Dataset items
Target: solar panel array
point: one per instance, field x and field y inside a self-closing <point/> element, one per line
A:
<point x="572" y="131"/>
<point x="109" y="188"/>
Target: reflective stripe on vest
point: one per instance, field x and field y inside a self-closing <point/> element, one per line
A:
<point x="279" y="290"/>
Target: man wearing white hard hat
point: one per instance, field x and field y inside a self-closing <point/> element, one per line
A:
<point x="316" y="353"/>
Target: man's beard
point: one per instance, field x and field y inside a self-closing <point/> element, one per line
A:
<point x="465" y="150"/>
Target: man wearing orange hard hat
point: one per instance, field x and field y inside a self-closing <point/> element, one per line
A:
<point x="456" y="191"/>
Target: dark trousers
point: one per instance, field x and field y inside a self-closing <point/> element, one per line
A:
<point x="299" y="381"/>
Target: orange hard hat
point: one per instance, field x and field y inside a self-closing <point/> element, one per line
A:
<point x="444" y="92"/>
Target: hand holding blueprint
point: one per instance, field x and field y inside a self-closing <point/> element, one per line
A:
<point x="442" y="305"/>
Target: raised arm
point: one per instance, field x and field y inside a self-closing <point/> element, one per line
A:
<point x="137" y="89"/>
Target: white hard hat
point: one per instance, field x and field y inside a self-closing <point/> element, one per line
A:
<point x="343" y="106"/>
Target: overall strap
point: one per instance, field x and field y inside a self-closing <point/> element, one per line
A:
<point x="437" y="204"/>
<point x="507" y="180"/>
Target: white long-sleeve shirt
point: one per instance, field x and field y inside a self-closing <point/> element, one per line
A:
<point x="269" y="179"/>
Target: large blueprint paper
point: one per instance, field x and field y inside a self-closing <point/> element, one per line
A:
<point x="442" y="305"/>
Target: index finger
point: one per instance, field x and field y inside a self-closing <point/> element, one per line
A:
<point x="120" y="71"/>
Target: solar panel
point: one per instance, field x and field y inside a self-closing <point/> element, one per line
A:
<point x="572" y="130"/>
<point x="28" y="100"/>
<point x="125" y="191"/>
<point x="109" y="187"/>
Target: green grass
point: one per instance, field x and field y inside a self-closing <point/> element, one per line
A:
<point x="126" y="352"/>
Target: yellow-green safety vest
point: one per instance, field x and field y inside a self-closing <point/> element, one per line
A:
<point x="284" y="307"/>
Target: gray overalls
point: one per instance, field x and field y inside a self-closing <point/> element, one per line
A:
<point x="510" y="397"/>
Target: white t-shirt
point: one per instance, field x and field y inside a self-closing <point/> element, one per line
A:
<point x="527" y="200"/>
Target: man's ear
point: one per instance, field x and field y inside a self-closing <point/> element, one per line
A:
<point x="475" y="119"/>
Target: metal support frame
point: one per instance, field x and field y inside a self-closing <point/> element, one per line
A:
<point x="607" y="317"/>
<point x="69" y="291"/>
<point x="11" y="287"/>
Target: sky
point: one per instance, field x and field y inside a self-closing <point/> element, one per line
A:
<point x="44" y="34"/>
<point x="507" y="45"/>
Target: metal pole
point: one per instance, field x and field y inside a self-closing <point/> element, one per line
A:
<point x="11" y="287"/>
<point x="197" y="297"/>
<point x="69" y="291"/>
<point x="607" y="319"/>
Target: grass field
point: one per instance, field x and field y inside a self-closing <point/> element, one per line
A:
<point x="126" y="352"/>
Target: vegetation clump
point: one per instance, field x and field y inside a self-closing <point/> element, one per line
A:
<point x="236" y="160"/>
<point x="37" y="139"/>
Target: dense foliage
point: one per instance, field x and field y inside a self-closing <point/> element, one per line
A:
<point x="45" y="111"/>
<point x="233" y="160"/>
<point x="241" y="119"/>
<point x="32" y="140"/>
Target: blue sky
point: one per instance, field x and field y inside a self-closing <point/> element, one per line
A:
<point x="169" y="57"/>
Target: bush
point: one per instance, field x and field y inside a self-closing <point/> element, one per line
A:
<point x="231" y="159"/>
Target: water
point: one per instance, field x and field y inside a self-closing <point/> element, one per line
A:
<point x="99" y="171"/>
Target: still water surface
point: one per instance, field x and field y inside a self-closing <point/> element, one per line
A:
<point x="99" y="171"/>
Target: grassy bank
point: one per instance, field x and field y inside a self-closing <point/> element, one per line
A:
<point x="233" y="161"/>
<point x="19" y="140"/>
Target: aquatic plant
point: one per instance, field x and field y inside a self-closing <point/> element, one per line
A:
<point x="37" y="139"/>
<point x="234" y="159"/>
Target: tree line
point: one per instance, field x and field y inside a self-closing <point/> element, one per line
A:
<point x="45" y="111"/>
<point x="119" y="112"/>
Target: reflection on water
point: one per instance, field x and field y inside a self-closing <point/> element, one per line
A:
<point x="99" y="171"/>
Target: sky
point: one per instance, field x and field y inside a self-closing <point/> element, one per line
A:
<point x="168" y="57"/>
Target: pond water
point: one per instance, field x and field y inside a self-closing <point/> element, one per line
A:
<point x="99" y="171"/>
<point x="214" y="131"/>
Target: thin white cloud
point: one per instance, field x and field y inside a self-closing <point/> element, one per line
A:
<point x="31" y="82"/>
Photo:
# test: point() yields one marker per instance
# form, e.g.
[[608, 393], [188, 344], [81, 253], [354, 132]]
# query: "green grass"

*Work to complete:*
What lines in the entries contain "hard"? Report each one by copying it.

*Answer to this exercise:*
Target: man wearing white hard hat
Target: man wearing orange hard hat
Target: orange hard hat
Target: white hard hat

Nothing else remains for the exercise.